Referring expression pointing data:
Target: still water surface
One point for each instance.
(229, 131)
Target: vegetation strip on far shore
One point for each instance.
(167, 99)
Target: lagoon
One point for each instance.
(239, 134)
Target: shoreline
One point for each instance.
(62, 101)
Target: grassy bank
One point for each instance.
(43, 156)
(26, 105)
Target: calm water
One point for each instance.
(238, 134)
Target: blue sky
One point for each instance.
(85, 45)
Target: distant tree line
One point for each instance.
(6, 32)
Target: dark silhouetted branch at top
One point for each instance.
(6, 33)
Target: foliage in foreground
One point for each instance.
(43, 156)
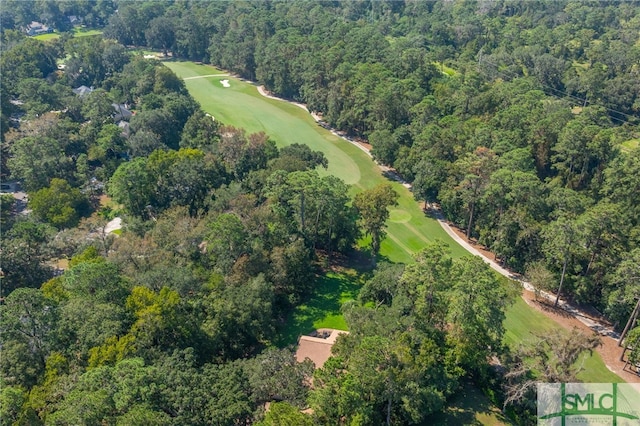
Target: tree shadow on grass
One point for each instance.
(469, 407)
(322, 310)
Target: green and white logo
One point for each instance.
(563, 404)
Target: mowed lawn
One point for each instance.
(408, 231)
(77, 32)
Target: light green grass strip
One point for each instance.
(242, 106)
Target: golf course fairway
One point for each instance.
(408, 230)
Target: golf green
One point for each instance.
(241, 105)
(408, 230)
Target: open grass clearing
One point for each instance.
(523, 323)
(77, 32)
(630, 145)
(469, 407)
(323, 308)
(242, 106)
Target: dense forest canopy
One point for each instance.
(520, 119)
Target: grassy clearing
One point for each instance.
(523, 323)
(470, 407)
(46, 37)
(323, 309)
(241, 105)
(77, 32)
(286, 124)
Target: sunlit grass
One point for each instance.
(242, 106)
(77, 32)
(630, 145)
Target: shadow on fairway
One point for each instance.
(322, 310)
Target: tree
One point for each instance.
(276, 375)
(372, 205)
(131, 186)
(25, 255)
(475, 170)
(160, 34)
(59, 204)
(28, 321)
(285, 414)
(550, 359)
(560, 246)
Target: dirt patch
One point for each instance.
(317, 347)
(609, 351)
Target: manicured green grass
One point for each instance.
(242, 106)
(469, 407)
(595, 371)
(523, 323)
(45, 37)
(323, 308)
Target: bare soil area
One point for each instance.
(609, 350)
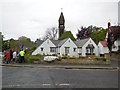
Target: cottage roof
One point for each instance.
(62, 42)
(104, 43)
(55, 42)
(81, 42)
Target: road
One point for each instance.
(24, 77)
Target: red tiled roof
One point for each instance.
(104, 43)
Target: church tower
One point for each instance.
(61, 24)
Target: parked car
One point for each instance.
(50, 58)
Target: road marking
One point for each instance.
(18, 85)
(65, 84)
(46, 84)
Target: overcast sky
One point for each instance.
(31, 18)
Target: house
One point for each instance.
(57, 47)
(45, 47)
(87, 47)
(102, 48)
(68, 47)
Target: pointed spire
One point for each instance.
(61, 18)
(61, 9)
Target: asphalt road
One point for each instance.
(24, 77)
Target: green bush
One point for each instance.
(64, 57)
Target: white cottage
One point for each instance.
(87, 47)
(45, 47)
(102, 48)
(68, 47)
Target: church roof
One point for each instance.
(81, 42)
(61, 18)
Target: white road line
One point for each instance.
(45, 84)
(65, 84)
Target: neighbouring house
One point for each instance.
(113, 35)
(68, 47)
(87, 47)
(102, 48)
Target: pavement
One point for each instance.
(64, 66)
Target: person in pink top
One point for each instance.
(7, 55)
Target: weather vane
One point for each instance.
(61, 9)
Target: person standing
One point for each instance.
(11, 55)
(14, 56)
(22, 54)
(7, 55)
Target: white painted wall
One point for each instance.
(102, 49)
(46, 48)
(71, 44)
(116, 43)
(90, 41)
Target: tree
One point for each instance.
(51, 33)
(67, 34)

## Task to complete:
What is needed here is an exact copy of every record, with the pictures left out.

## Result:
Target: still water surface
One point for each instance.
(229, 131)
Target: vegetation strip on far shore
One point for each instance.
(167, 99)
Target: lagoon
One point for each instance.
(239, 134)
Target: shoreline
One point for each instance.
(62, 101)
Target: grassy bank
One point for each instance.
(43, 156)
(26, 105)
Target: calm water
One point for each instance.
(238, 134)
Target: blue sky
One point for each instance.
(85, 45)
Target: distant tree line
One point for each instance.
(6, 32)
Target: dark silhouetted branch at top
One point for each instance.
(6, 33)
Target: foliage in foreground
One point for each instance.
(43, 156)
Target: tree shadow on grass
One point for each instance.
(469, 407)
(322, 310)
Target: green and white logo
One point for each instance.
(563, 404)
Target: mowed lawn
One point for each instance.
(408, 231)
(77, 32)
Target: light green grass strip
One point for each instance.
(242, 106)
Target: golf course fairway
One point for each instance.
(408, 230)
Target: golf green
One point for each instance.
(241, 105)
(408, 230)
Target: open grass clearing
One point for each instance.
(523, 323)
(77, 32)
(630, 145)
(469, 407)
(323, 308)
(242, 106)
Target: dense forest canopy
One point for each instance.
(520, 119)
Target: grassy clearing
One point for each instance.
(523, 323)
(470, 407)
(46, 37)
(323, 309)
(241, 105)
(77, 32)
(286, 124)
Target: sunlit grass
One point for each instance.
(242, 106)
(77, 32)
(630, 145)
Target: shadow on fairway
One point for each instance.
(322, 310)
Target: tree
One point for each instance.
(276, 375)
(372, 205)
(131, 186)
(25, 255)
(475, 170)
(160, 34)
(59, 204)
(28, 321)
(285, 414)
(550, 359)
(560, 246)
Target: dirt patch
One point for each instance.
(317, 347)
(609, 351)
Target: manicured green grass
One point for each instance.
(242, 106)
(469, 407)
(595, 371)
(523, 323)
(45, 37)
(323, 308)
Target: bare soil area
One point for each instance.
(609, 350)
Target: cottage roof
One point for each instance.
(62, 42)
(104, 43)
(55, 42)
(81, 42)
Target: road
One point for each instance.
(24, 77)
Target: red tiled roof
One point for each instance.
(104, 43)
Target: church tower
One point for each instance.
(61, 24)
Target: parked car
One point for each instance.
(50, 58)
Target: road marking
One point for each instance.
(18, 85)
(65, 84)
(46, 84)
Target: overcast sky
One point for each instance.
(31, 18)
Target: house
One point for each instance.
(57, 47)
(45, 47)
(87, 47)
(102, 48)
(68, 47)
Target: pointed spire
One point for each instance.
(61, 18)
(61, 9)
Target: asphalt road
One point for each instance.
(24, 77)
Target: green bush
One point for each instance.
(64, 57)
Target: white cottage
One point for each instance.
(87, 47)
(45, 47)
(102, 48)
(68, 47)
Target: church roof
One point for each instance.
(81, 42)
(61, 18)
Target: white road line
One point for each instance.
(45, 84)
(65, 84)
Target: neighbouring house
One point for each instance.
(113, 35)
(68, 47)
(87, 47)
(102, 48)
Target: pavement
One point for each instance.
(64, 66)
Target: person in pink top
One point for each instance.
(7, 55)
Target: weather vane
One point for each instance.
(61, 9)
Target: person standing
One point for each instance.
(11, 55)
(14, 56)
(22, 54)
(7, 55)
Target: white painted wall
One point for each instance.
(102, 49)
(46, 48)
(71, 44)
(116, 43)
(90, 41)
Target: tree
One point for each instance.
(51, 33)
(67, 34)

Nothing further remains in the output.